In the records below, find the line with "positive clicks: (117, 229)" and the line with "negative clicks: (283, 280) (185, 132)". Print both exactly, along with every line between them, and no other line.

-*-*-

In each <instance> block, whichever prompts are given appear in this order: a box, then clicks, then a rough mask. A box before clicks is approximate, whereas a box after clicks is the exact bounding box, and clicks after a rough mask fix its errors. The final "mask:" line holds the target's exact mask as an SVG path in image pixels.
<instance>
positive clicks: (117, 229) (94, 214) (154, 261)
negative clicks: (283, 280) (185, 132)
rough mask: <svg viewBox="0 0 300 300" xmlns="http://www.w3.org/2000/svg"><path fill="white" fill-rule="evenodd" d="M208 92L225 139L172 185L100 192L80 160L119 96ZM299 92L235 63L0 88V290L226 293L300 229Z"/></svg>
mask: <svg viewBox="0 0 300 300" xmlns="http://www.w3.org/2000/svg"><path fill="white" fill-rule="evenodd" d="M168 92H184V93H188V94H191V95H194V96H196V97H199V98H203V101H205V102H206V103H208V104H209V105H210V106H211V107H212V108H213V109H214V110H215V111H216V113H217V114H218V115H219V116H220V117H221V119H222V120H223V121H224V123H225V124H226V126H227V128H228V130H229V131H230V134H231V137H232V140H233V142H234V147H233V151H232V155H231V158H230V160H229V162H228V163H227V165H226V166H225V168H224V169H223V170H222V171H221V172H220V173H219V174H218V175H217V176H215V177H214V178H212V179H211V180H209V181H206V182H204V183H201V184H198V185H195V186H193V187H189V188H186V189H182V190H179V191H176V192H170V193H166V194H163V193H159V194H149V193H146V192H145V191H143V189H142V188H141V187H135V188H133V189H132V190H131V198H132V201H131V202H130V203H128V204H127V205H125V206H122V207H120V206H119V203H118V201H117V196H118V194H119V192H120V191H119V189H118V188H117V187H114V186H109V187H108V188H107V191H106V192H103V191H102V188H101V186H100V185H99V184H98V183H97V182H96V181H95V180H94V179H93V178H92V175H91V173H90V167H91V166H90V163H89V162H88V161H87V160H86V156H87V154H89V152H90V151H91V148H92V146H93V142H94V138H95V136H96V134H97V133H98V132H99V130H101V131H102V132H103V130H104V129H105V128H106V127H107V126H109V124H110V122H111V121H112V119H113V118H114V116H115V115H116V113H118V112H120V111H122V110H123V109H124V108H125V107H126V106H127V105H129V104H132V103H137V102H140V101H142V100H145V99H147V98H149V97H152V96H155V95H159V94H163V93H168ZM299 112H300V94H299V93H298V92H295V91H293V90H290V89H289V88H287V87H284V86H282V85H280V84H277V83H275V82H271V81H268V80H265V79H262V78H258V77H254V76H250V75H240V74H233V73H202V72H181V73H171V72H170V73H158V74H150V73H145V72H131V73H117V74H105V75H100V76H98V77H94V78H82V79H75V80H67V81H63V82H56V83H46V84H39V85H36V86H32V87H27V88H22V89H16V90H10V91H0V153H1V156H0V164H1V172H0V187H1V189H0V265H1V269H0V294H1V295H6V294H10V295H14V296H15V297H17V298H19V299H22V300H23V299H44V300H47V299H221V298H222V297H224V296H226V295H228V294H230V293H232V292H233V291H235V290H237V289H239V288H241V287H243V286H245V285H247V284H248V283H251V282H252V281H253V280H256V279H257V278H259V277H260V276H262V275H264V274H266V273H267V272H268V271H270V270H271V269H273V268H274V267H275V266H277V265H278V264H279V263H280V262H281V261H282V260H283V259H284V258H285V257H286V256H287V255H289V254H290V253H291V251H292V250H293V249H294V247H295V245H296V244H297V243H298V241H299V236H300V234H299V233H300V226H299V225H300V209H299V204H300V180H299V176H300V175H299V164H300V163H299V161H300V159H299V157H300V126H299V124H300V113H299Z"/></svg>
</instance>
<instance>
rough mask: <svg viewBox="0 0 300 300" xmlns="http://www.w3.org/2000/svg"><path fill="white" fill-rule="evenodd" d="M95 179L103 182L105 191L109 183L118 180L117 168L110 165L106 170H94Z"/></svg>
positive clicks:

-*-*-

- **Task solution**:
positive clicks: (117, 229) (94, 214) (154, 261)
negative clicks: (283, 280) (185, 132)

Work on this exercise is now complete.